| Entries shown |

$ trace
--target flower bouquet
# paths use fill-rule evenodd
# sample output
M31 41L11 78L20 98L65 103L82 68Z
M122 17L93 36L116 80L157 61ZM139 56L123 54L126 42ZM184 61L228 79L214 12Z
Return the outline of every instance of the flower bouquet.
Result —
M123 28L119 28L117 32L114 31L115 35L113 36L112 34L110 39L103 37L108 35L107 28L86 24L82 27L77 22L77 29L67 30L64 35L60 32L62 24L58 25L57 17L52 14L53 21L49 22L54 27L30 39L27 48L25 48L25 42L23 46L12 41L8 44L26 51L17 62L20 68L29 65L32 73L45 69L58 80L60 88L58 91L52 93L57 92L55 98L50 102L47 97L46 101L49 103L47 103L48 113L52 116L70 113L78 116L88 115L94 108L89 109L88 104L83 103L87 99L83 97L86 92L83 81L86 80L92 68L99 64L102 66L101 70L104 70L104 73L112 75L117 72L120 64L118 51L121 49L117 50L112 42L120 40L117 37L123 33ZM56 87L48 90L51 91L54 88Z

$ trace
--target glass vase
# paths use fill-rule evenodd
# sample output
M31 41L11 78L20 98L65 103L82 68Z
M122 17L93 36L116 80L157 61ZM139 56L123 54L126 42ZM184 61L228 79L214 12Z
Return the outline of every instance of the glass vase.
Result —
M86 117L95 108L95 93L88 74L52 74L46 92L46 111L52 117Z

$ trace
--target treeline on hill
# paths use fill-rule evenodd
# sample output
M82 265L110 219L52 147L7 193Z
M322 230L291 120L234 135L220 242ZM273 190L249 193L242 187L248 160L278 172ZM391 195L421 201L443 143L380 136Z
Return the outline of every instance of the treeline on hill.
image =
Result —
...
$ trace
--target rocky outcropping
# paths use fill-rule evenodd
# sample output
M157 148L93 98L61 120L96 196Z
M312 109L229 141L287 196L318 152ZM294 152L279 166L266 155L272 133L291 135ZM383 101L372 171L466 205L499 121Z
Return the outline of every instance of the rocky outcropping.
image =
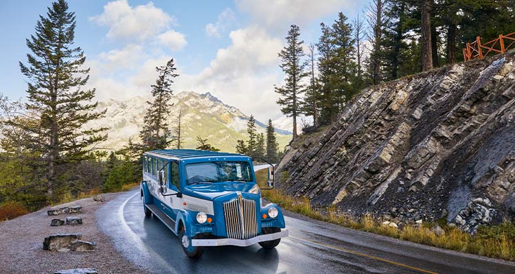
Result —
--
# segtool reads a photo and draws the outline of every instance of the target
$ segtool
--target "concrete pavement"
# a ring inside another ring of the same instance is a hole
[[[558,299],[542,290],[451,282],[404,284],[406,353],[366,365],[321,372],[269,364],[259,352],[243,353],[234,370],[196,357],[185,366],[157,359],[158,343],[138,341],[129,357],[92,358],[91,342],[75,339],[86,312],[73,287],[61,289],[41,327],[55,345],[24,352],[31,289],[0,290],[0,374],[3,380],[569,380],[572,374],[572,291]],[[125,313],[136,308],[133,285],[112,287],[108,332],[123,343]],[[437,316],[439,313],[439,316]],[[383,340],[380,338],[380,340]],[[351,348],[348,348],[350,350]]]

| Job |
Gather every line in the material above that contains the string "hill", treating uppercase and lowercase letters as distinct.

| Correct output |
--target treeline on hill
Return the outline of every instance of the treeline on hill.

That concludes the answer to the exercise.